Exercise description:
Pick out each line with the word "dark" from the material that follows.

The data:
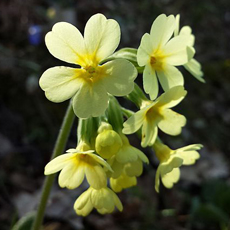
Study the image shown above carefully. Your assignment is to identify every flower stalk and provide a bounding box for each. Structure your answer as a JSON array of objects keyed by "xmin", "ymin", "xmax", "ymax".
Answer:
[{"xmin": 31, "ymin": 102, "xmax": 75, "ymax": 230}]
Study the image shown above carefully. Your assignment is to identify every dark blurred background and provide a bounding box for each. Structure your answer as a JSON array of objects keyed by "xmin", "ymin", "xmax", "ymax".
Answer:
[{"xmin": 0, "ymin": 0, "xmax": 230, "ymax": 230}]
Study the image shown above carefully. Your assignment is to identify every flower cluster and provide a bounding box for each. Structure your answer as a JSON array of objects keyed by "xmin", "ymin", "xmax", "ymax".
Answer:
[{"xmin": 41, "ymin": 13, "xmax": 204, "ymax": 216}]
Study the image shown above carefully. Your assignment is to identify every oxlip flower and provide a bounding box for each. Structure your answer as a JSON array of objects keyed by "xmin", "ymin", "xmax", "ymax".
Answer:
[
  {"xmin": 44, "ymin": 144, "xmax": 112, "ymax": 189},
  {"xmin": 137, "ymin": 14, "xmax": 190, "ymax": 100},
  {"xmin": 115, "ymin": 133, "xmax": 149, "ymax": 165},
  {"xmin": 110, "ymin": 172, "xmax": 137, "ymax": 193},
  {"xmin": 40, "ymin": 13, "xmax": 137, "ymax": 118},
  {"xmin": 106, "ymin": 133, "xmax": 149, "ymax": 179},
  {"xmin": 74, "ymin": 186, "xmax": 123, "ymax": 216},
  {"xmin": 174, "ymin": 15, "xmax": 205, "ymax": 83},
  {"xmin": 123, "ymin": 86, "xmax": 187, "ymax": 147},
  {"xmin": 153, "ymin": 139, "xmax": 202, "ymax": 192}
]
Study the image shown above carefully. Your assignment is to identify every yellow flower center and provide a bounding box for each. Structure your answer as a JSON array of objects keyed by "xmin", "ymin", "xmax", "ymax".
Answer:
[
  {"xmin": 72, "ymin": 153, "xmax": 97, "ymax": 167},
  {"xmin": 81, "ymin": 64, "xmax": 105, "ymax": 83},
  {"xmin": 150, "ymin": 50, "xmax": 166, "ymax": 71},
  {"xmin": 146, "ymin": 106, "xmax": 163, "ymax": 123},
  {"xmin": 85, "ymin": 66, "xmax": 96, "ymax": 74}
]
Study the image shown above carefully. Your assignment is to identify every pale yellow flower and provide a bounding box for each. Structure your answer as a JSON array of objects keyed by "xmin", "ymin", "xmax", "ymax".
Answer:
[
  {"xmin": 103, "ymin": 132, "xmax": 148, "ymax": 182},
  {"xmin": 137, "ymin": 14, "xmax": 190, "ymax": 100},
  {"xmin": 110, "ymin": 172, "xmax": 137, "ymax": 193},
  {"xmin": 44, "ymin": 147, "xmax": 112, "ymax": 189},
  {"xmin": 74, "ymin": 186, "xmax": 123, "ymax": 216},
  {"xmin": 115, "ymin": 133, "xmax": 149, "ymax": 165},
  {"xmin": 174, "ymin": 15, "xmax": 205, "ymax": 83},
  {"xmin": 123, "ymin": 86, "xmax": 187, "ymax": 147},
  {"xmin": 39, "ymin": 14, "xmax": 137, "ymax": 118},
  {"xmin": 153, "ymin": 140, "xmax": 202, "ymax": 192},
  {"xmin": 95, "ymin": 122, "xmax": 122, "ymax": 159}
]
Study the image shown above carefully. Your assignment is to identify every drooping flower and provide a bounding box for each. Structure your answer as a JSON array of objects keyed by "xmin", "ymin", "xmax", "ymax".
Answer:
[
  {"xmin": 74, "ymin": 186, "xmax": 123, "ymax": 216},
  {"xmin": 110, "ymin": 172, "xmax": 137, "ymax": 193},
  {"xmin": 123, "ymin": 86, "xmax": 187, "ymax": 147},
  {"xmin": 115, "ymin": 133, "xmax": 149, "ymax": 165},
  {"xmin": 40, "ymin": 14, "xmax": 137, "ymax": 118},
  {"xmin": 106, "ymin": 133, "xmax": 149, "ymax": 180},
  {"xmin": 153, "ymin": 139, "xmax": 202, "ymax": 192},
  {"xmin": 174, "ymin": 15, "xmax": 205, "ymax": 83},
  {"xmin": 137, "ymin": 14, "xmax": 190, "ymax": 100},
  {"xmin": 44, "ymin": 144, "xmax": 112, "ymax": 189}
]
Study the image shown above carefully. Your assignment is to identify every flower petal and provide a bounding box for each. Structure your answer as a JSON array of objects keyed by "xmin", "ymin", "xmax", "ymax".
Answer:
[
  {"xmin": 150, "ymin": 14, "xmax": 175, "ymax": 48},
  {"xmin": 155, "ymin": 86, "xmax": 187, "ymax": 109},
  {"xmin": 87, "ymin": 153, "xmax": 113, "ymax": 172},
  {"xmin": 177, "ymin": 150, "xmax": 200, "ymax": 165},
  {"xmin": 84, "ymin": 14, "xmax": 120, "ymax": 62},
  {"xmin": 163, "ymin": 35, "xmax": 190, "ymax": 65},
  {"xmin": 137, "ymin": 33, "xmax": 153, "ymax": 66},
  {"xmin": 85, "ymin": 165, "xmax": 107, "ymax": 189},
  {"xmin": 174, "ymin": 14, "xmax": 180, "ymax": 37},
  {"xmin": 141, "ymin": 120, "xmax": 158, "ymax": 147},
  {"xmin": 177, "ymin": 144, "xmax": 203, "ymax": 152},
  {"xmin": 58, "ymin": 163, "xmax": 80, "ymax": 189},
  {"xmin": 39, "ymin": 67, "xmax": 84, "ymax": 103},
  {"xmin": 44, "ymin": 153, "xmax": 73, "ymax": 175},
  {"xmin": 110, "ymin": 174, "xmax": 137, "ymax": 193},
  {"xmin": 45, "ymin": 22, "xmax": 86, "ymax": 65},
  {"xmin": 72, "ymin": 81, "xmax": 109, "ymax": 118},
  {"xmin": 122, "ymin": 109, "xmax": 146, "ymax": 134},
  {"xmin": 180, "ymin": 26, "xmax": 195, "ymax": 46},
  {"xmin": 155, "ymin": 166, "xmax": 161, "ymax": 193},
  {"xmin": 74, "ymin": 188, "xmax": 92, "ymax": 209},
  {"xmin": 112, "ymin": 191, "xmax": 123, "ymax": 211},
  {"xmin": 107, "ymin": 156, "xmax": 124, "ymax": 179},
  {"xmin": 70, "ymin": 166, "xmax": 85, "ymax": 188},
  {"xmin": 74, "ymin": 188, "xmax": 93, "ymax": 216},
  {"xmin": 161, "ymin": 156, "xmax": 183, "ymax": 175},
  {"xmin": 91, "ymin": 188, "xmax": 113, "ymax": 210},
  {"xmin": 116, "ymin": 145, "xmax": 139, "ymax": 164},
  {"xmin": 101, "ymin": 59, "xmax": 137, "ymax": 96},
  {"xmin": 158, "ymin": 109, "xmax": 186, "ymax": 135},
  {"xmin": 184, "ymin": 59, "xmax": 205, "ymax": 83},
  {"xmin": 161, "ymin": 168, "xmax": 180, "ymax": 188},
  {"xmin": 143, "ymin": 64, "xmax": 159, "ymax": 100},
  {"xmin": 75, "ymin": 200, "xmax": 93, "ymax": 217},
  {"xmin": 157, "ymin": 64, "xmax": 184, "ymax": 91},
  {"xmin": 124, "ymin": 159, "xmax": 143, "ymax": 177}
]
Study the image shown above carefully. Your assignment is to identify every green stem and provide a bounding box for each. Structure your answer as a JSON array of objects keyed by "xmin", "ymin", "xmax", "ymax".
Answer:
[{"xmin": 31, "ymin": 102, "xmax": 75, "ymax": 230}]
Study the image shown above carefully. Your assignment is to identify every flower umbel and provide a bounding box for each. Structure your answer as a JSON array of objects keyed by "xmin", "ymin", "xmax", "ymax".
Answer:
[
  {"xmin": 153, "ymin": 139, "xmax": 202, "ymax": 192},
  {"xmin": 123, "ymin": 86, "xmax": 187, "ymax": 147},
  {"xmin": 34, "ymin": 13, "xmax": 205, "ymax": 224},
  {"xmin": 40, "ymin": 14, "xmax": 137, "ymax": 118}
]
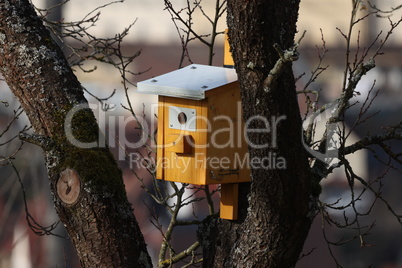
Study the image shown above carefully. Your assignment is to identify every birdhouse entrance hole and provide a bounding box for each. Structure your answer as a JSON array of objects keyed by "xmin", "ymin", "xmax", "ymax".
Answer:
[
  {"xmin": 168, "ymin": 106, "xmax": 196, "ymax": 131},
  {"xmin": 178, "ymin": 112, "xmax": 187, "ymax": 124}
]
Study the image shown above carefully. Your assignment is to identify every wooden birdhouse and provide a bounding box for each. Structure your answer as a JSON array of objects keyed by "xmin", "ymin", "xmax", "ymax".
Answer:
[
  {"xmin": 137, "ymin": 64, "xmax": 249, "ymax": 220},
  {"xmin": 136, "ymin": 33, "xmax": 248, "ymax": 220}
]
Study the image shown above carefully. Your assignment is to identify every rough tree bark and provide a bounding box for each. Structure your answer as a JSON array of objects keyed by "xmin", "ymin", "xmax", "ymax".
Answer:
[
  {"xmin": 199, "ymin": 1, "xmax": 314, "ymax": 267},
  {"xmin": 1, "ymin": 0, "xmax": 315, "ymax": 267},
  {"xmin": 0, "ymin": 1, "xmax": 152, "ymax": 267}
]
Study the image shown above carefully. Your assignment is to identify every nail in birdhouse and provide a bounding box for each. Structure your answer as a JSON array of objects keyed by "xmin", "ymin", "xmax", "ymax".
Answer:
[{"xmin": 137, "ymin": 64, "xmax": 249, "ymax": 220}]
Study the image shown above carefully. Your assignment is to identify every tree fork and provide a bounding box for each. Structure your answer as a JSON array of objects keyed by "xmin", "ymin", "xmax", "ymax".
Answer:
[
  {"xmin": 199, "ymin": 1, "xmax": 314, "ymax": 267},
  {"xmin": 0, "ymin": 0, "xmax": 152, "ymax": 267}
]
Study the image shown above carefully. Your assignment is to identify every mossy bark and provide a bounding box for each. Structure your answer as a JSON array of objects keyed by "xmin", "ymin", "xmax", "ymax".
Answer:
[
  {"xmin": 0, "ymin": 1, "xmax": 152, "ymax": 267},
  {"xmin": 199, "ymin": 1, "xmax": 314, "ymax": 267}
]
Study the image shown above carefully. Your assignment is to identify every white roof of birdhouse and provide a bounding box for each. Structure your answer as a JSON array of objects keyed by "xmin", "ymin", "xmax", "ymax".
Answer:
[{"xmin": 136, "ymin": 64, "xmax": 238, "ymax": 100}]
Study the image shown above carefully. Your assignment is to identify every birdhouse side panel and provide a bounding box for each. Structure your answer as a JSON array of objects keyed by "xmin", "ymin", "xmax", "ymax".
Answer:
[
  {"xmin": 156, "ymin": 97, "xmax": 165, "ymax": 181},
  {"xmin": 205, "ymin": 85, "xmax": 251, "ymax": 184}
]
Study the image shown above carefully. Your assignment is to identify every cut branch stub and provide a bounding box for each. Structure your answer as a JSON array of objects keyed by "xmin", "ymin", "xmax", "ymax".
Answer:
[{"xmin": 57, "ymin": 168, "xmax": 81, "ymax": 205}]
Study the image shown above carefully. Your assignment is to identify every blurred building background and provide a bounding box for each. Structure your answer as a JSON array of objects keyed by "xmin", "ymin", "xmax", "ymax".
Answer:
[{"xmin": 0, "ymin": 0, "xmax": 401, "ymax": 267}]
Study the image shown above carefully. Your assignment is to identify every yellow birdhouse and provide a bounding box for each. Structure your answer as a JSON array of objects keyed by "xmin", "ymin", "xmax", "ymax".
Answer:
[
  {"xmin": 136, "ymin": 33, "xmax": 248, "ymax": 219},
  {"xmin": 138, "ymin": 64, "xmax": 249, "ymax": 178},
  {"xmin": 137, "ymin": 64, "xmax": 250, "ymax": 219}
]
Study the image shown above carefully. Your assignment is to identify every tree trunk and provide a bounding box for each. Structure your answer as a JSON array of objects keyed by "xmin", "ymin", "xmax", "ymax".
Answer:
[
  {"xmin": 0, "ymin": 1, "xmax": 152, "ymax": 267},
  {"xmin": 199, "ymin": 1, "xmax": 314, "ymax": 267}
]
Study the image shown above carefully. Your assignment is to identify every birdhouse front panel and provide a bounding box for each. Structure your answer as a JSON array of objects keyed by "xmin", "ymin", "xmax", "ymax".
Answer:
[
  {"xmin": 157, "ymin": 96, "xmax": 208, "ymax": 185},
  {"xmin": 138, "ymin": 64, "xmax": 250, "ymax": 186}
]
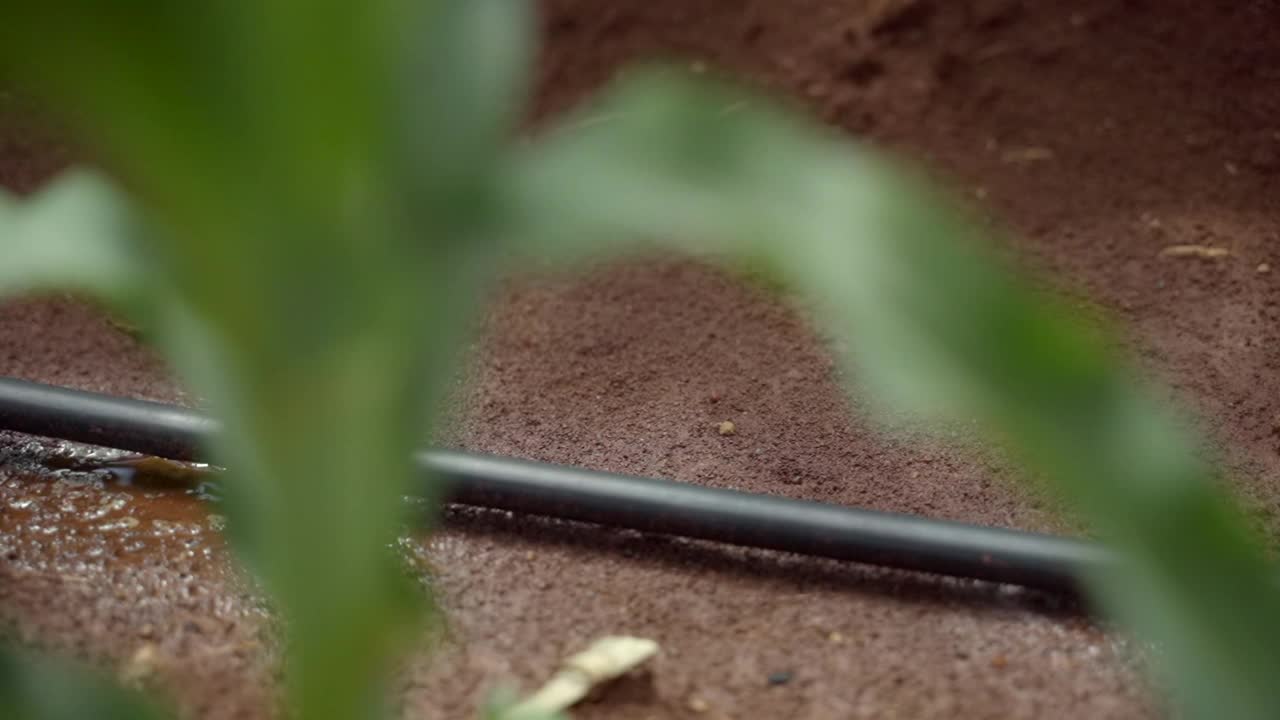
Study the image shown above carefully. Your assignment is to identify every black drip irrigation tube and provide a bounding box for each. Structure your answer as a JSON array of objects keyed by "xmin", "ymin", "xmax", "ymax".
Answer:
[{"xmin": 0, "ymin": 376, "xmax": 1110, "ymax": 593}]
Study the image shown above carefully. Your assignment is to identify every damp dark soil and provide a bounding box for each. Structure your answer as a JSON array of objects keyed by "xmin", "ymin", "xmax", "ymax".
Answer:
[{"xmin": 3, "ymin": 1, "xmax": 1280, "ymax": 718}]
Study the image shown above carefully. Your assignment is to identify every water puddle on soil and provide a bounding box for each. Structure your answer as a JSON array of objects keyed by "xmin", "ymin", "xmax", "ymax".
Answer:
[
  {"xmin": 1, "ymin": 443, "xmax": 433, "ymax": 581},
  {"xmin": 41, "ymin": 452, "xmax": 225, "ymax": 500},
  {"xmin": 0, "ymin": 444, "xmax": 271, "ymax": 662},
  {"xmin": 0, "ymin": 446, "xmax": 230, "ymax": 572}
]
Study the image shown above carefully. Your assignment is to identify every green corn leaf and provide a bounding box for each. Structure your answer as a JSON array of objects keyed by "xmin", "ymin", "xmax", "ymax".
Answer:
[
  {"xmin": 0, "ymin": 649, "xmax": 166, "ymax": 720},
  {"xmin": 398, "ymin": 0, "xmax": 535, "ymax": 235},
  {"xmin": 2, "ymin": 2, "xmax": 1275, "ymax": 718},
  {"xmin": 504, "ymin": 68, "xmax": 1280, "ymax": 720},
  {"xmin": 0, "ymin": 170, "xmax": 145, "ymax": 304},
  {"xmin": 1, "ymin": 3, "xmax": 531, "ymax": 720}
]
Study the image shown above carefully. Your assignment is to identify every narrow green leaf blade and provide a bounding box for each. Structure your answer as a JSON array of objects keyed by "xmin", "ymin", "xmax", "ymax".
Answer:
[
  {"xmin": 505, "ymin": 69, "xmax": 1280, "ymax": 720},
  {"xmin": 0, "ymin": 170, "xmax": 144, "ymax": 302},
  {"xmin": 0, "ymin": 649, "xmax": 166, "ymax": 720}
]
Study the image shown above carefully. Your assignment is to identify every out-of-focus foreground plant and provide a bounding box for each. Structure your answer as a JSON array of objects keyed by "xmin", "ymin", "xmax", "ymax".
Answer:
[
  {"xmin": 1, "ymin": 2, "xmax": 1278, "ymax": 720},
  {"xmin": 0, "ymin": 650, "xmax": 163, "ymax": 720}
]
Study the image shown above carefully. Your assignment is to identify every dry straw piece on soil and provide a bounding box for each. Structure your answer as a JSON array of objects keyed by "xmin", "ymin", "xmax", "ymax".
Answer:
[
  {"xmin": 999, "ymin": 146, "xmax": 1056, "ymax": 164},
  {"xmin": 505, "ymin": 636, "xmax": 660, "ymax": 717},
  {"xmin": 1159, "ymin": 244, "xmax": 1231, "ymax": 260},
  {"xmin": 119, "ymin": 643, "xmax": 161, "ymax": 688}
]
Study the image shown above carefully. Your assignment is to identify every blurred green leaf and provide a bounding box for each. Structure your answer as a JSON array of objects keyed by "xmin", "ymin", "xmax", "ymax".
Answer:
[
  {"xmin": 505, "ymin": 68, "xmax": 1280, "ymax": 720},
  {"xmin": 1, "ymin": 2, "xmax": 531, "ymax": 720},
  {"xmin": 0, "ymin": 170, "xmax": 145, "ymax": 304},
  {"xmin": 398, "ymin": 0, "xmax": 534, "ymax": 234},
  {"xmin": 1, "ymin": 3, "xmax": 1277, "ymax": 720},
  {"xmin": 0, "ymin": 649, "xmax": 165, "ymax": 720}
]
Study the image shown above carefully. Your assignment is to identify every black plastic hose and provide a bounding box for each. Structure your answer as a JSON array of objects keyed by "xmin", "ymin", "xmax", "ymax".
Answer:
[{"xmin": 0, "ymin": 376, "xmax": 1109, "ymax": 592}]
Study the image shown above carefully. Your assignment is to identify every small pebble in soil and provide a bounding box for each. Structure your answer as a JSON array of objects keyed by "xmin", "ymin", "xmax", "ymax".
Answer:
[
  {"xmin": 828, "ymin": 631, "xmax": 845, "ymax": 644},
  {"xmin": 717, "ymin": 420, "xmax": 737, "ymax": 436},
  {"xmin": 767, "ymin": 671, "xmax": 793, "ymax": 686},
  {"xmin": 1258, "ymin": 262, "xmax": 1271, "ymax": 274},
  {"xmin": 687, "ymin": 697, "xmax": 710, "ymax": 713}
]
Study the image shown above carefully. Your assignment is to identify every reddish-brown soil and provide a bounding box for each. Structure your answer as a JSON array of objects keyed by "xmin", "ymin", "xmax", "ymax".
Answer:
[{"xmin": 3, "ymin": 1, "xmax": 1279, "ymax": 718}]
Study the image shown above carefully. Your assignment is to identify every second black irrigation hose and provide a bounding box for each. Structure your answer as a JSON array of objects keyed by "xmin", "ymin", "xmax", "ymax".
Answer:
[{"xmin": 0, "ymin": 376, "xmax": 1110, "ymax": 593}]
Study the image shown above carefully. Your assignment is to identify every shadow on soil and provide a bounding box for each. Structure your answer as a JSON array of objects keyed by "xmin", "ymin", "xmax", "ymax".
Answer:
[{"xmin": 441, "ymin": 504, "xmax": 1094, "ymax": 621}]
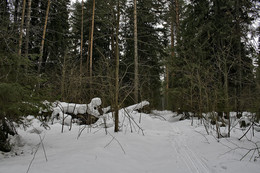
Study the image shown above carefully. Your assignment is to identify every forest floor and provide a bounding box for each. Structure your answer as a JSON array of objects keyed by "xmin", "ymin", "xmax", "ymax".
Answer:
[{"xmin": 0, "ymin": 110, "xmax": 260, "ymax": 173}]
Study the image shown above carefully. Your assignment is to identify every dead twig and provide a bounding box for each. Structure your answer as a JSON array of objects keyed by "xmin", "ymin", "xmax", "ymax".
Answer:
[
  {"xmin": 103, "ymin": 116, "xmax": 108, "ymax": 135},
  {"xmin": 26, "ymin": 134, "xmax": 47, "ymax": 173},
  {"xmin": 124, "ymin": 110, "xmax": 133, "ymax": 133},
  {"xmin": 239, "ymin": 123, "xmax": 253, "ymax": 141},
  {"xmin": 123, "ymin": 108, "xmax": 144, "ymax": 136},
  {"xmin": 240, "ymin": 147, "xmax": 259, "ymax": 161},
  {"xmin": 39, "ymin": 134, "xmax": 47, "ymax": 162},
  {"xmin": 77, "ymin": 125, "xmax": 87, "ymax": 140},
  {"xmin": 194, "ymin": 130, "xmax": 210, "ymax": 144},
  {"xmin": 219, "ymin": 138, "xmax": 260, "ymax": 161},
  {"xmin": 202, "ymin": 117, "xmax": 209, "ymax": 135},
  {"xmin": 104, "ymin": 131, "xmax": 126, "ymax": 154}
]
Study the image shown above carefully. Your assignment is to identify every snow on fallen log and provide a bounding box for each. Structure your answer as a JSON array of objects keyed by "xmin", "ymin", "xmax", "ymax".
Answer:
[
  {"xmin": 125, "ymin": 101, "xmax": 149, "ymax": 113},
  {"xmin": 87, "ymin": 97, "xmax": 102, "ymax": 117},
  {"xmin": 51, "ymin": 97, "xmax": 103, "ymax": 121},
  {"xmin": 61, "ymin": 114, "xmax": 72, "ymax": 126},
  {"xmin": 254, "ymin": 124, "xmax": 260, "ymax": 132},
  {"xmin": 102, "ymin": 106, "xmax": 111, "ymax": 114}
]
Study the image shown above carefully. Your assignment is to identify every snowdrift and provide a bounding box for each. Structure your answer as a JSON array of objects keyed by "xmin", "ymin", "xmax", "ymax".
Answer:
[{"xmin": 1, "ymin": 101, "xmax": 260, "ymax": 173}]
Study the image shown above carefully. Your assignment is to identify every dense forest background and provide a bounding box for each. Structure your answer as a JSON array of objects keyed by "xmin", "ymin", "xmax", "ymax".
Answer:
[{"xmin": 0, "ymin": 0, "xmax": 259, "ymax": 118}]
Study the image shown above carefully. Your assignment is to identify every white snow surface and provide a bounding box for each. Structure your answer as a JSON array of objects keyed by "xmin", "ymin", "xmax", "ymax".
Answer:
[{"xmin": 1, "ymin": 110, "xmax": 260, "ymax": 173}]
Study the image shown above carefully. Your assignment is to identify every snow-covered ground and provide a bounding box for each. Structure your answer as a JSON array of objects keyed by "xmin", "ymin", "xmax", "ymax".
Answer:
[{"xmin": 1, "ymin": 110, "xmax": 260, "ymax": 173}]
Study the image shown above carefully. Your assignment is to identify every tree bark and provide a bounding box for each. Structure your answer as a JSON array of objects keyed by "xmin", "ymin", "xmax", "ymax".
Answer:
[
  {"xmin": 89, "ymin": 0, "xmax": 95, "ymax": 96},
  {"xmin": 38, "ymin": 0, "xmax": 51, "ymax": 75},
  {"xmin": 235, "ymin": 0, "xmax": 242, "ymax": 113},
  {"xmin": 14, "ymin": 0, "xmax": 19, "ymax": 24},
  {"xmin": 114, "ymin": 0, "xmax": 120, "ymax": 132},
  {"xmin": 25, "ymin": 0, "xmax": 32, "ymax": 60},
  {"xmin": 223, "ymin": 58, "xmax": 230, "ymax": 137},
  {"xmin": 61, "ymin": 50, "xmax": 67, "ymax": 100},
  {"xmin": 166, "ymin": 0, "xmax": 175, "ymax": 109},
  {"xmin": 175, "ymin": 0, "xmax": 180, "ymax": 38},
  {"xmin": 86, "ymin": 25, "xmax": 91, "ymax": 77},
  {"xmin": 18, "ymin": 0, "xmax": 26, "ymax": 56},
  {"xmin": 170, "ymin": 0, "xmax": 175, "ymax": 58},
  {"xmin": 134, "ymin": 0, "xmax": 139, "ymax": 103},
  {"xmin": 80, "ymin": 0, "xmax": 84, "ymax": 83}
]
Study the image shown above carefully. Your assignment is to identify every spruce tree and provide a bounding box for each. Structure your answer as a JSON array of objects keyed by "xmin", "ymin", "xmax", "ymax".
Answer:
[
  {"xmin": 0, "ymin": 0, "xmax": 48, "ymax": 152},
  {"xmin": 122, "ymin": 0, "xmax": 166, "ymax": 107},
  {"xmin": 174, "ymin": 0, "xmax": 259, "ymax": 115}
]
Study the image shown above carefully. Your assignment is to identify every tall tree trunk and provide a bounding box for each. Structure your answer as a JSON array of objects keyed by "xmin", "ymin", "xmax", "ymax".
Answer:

Exercise solution:
Study the image shown above carefully. Your assignment is to identify every dark blurred background and provide a bounding box for each. Structure your answer as a JSON array of objects keyed by "xmin", "ymin", "xmax", "ymax".
Study the image shown above carefully. Your assignment is to identify every damp dark soil and provide a bounding box for each. Structure your answer as a JSON array of objects keyed by "xmin", "ymin", "xmax", "ymax".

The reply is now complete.